The Rise and Fall—and Rise and Fall Again—of Port Royal, Jamaica

Sunday, January 10, 2010: 11:00 AM
Elizabeth Ballroom H (Hyatt)
Matthew B. Mulcahy , Loyola College of Maryland, Baltimore, MD
On June 7, 1692, a major earthquake struck Port Royal, Jamaica, the second most populous – and arguably most important – port city in English America. Within minutes over half of the town sank into the surrounding harbor. In the wake of the earthquake, local officials planned for the development of a new city across the harbor, but the outbreak of disease in the future site of Kingston claimed the lives of thousands more colonists and pushed many survivors back to Port Royal. Port Royal again served as the major port for Jamaica until January 1703 when a fire engulfed the town. Local officials again took action, this time barring colonists from resettling at Port Royal and forcing merchants to set up operations at Kingston. After a great deal of lobbying, the law prohibiting settlement was disallowed by the Queen in 1704. Port Royal was again resettled and rebuilt. Port Royal’s ultimate demise as a mercantile center followed two hurricanes in 1712 and 1722. By the mid-1720s, Port Royal served only as a naval station.

The story of the Port Royal earthquake is well-known to historians, but the dramatic demise of the town in the 1692 earthquake often overshadows its subsequent history. This paper will examine Port Royal’s repeated destruction and the debates about rebuilding, particularly those that followed the 1703 fire. It will consider why many colonists remained committed to what one official referred to as "that fatall spott," the various factors that shaped such decisions – including the relative threat from different disasters, economic interests, and military concerns – and why Port Royal was eventually given up as a center for trade.

§ §

**What is required:** Can you copy word for word the passage of the Port Royal abstract that begins with the words containing "The story of" and ends with "center for trade."?

§ §

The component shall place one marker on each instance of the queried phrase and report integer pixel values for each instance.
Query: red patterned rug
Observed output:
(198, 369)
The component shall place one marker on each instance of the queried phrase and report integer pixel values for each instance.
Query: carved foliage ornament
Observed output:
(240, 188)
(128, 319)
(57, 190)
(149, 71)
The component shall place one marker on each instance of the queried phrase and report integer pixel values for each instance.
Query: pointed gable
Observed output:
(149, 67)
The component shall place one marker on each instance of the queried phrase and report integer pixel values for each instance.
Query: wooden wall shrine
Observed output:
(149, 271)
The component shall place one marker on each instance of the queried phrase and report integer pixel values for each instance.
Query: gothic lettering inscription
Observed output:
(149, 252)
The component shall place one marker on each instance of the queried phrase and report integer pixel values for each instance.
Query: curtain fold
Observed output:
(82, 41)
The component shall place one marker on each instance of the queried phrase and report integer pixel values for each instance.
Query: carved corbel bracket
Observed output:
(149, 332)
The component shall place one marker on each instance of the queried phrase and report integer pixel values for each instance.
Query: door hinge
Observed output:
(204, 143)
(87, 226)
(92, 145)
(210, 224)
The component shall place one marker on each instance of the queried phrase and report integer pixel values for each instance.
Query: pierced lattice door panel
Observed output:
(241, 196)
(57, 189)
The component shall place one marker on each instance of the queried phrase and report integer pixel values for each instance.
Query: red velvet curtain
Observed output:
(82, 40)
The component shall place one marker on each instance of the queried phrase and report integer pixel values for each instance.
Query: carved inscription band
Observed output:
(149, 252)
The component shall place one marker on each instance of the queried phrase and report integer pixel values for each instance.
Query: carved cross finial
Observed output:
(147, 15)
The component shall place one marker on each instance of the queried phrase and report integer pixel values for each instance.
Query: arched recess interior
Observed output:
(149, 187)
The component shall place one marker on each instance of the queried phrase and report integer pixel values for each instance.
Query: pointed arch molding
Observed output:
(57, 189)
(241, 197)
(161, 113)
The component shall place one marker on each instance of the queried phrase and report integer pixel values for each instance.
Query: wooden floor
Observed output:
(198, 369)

§ §

**Solution to this task:**
The story of the Port Royal earthquake is well-known to historians, but the dramatic demise of the town in the 1692 earthquake often overshadows its subsequent history. This paper will examine Port Royal’s repeated destruction and the debates about rebuilding, particularly those that followed the 1703 fire. It will consider why many colonists remained committed to what one official referred to as "that fatall spott," the various factors that shaped such decisions – including the relative threat from different disasters, economic interests, and military concerns – and why Port Royal was eventually given up as a center for trade.